Document passage.
====
# Cook County



## Gone Fishin (Oct 22, 2004)

First let me introduce my self, w/ a little background info.

My dad is originally from Abbeville, GA, but moved to FL ~40yrs ago.  I live south of Tampa, and my dad still lives ~50 miles north in the same small town he moved to originally.  We recently bought a small plot of land in the SW corner of Cook county.  Near the sand mind.  Hopefully we can find another small chunk of land in the next year or two.

We planned to hunt the first weekend of MZ season, but the storm kept us home.  (btw - I am so sick of storm that it is no longer funny.  What a year.)  No biggie, we decided to hunt the first weekend of modern gun.  We leave central FL early Sat morning and are in the woods by 9am.  That cool air was very refreshing.  The mosquitos weren't too bad on the way in and as we sat on our chairs.  We took in folding chairs to avoid making too much noise since it was so late.  We stayed until ~1pm and decided to go grab a bite to eat.  Let me tell you this:  As we were walking out the skeeter situation was different.  Man-o-man every bush you touched seemed to come alive as the blood suckers swarmed towards us.  

Well we hunted that afternoon, but I was moving so much trying to keep the skeeters out of my eyes, nose and mouth there was no way I was going to see anything.  My dad had the same story.  We didn't see anything all day, but weren't surprised.  Walking out of the woods was rediculous.  We ended up just going back home the next morning.  Our thought was sitting int he woods smelling like a can of off, and constantly swatting as bugs we weren't going to see anything and that may also interfer with future hunts.

I wanted to go back up this weekend - Too Hot (62/82)
Next weekend - Too Hot (59-79)

But the first cool snap I am heading your way, if I can get off work.


----------



## creekhunter (Oct 23, 2004)

*Mosquito Situation*

Gone Fishin:

You and your dad need to buy a Thermacell. Take it with you hunting and say good bye to your mosquito problem. It's the only way I will hunt while it's hot. Without question, it really works. Ask anyone on this board. Good luck!


----------



## Non-Typical (Oct 24, 2004)

*Ditto!!!*

Thermacell is incredible


----------



## Michael Lee (Oct 25, 2004)

Bud if it is too hot for you with a high of 79, you better sell that land.  That is nice for this time of year in these parts.

ML


----------



## Gone Fishin (Oct 25, 2004)

I almost bought a couple of thermacells, but I was afraid I would get scented.  From what I have read from a couple of forums, including this one, that doesn't seem to be a huge problem.  Thanks for bringing it up.
====
Region labeling items
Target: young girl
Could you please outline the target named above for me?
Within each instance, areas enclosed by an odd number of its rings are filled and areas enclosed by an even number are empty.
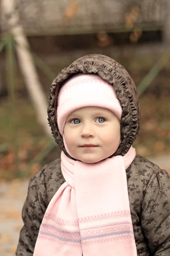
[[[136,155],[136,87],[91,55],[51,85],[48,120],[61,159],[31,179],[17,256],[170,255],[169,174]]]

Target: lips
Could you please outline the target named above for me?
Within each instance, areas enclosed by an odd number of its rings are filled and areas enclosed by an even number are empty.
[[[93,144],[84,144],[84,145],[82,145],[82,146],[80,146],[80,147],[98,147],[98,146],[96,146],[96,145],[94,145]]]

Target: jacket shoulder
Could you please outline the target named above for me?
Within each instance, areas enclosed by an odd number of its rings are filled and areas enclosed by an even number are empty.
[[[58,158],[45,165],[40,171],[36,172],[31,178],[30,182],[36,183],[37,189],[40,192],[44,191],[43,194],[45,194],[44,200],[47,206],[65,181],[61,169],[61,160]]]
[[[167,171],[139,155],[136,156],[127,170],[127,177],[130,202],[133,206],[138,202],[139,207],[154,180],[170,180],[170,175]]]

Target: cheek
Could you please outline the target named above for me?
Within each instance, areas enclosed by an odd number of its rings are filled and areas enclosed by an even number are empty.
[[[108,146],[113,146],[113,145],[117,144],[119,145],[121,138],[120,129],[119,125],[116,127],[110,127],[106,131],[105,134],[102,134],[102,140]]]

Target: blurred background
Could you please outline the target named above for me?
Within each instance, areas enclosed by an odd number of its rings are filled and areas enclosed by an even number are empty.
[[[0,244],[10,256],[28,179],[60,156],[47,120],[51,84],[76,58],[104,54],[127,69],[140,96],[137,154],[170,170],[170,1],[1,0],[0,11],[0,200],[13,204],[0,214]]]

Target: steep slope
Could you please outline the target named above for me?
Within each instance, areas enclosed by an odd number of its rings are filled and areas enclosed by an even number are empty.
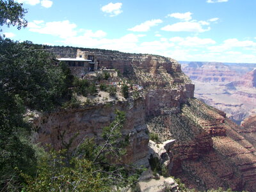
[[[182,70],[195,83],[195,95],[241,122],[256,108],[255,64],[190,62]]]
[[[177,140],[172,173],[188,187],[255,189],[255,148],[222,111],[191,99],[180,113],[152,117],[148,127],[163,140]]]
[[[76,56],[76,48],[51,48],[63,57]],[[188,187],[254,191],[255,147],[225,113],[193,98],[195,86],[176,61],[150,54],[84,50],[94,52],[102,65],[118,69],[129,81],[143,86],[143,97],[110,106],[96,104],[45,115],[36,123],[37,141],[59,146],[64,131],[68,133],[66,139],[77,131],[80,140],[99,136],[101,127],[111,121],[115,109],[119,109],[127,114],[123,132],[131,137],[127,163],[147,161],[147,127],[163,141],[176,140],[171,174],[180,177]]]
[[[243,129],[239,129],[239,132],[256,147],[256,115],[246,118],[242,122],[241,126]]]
====
Work to do.
A. Set down, word for word, the passage of the Cook County hunting thread starting with "Bud if it is" and going on through "Fishin (Oct 25, 2004)".
B. Supply the next part of the Cook County hunting thread, picking up right after its final sentence.

Answers to each task.
A.
Bud if it is too hot for you with a high of 79, you better sell that land.  That is nice for this time of year in these parts.

ML


----------



## Gone Fishin (Oct 25, 2004)

B.
Not to get in a arguement as a new member on the board but 79 is actually slightly above average for this time of year.  The low of 59 for halloween weekend, now forecasted for 62 is also above average.   

http://www.weather.com/activities/other/other/weather/climo-dly.html?locid=USGA0004


----------



## creekhunter (Oct 25, 2004)

Gone Fishin:

I'm not 100% sure if deer can wind the Thermacell. I've had them walk very close while I was using mine. What I do know is that I won't go hunting without mine. 

It does seem to be a little warmer than usual for the end of October. 

How did you get the weather page to bring-up the daily averages and sunrise/sunset times? My zip is 31645. I can't seem to bring it up like you did.


----------



## Gone Fishin (Oct 25, 2004)

goto
http://www.weather.com/weather/local/31645?lswe=31645&lwsa=WeatherLocalUndeclared
Just above the forecast info, to the right click the "averages" box (you probably got there)
In the next screen there is a white box that allows you to toggle between monthly and daily averages.  In the daily averages you can choose your month.

October
http://www.weather.com/activities/other/other/weather/climo-dly.html?locid=31645

November
http://www.weather.com/activities/other/other/weather/climo-dly.html?locid=31645&climoMonth=11

December
http://www.weather.com/activities/other/other/weather/climo-dly.html?locid=31645&climoMonth=12


----------



## creekhunter (Oct 26, 2004)

Gone Fishin:

Thanks for the weather links and good luck on your property!


----------



## Gone Fishin (Nov 7, 2004)

We each now have a new thermacell.  The skeeters weren't too bad, but we did use them a couple of times.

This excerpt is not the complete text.